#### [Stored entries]
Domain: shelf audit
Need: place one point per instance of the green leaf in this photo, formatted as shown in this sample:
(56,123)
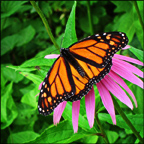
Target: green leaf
(138,53)
(30,97)
(141,134)
(8,108)
(25,35)
(26,114)
(137,24)
(112,136)
(10,7)
(8,43)
(62,133)
(19,39)
(34,78)
(11,74)
(136,120)
(122,6)
(38,62)
(22,137)
(90,139)
(70,33)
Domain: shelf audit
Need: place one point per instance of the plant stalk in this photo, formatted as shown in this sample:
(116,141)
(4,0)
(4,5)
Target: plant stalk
(122,114)
(101,129)
(90,18)
(138,13)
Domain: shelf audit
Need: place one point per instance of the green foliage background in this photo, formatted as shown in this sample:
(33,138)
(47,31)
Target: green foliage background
(25,42)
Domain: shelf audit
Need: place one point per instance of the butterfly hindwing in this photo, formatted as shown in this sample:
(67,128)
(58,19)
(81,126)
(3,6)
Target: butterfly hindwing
(80,66)
(95,75)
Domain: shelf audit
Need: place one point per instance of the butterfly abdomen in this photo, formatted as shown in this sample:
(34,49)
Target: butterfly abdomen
(72,61)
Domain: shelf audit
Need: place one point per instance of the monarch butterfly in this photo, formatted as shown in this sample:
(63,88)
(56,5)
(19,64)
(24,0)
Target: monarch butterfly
(77,68)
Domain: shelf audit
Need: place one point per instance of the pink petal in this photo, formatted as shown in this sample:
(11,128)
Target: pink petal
(125,73)
(58,112)
(107,100)
(129,59)
(130,67)
(75,115)
(121,82)
(90,107)
(40,85)
(126,47)
(117,91)
(51,56)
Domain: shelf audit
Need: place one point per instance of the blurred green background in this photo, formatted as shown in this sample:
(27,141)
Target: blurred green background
(25,42)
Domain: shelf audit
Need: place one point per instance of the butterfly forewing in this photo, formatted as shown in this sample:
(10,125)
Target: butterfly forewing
(98,49)
(72,75)
(58,86)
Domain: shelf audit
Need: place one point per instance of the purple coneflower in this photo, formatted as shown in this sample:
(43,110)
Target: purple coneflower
(110,83)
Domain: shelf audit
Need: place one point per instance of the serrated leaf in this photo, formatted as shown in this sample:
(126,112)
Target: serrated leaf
(11,74)
(25,35)
(30,97)
(8,43)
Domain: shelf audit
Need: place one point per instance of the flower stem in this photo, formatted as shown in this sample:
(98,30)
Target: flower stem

#### [Task statement]
The records above need to be restated word for word, with the pictures left out.

#### [Exercise response]
Domain: shelf audit
Need: place one point per instance of the green leaf in this photo, formatted as shown in this sample:
(56,123)
Target: green leaf
(138,53)
(30,97)
(141,134)
(8,108)
(25,35)
(26,114)
(137,24)
(112,136)
(10,7)
(8,43)
(62,133)
(19,39)
(34,78)
(11,74)
(136,120)
(122,6)
(38,62)
(22,137)
(90,139)
(70,33)
Domain: shelf audit
Need: place one point per instance of the plant stalk in this photo, formatted as shown in this sample:
(116,141)
(4,0)
(4,5)
Target: plant stalk
(122,114)
(101,129)
(90,18)
(138,13)
Domain: shelf audit
Need: place one point per instance of the green foliage background in this photo, formatted as shown in this sample:
(33,138)
(47,31)
Target: green foliage background
(25,42)
Domain: shelf audit
Need: place one point per instance of the butterfly hindwing in this photo, formatted as shown in this sample:
(67,128)
(58,19)
(81,126)
(3,6)
Target: butterfly hindwing
(80,66)
(95,75)
Domain: shelf audit
Need: place one point per instance of the butterfly abdomen in this photo, formatted as shown in this sample:
(34,49)
Target: butterfly abdomen
(72,61)
Domain: shelf audit
Need: place one point per instance of the monarch butterfly in this photo, formatted as shown in this sample:
(63,88)
(56,5)
(19,64)
(24,0)
Target: monarch butterfly
(77,68)
Domain: shelf audit
Need: place one point per instance of the pink petal in this photo, formatted as shown in this sample:
(11,128)
Target: pink petal
(125,73)
(58,112)
(107,100)
(129,59)
(130,67)
(75,115)
(121,82)
(90,107)
(40,85)
(126,47)
(117,91)
(51,56)
Domain: shelf audit
Need: place one point per instance of the blurred green background in this photo, formatted as shown in this sample:
(27,141)
Target: blurred green background
(25,42)
Domain: shelf audit
Need: place one point per instance of the butterfly forewing in this photo, formatted as shown in this sample:
(10,125)
Target: butterfly forewing
(98,49)
(72,75)
(58,86)
Domain: shelf audit
Need: place one point per instance of the purple coneflower in this photo, formatted as shown in this sample:
(43,110)
Target: purple coneflower
(110,83)
Domain: shelf audit
Need: place one point per instance of the serrated leaf in this photo, formatted as shown in this sample:
(126,112)
Target: serrated leaf
(11,74)
(25,35)
(30,97)
(8,43)
Domain: shelf audit
Need: place one point per instance of the flower stem in this photo, formatted as shown in this sample:
(98,30)
Target: flower stem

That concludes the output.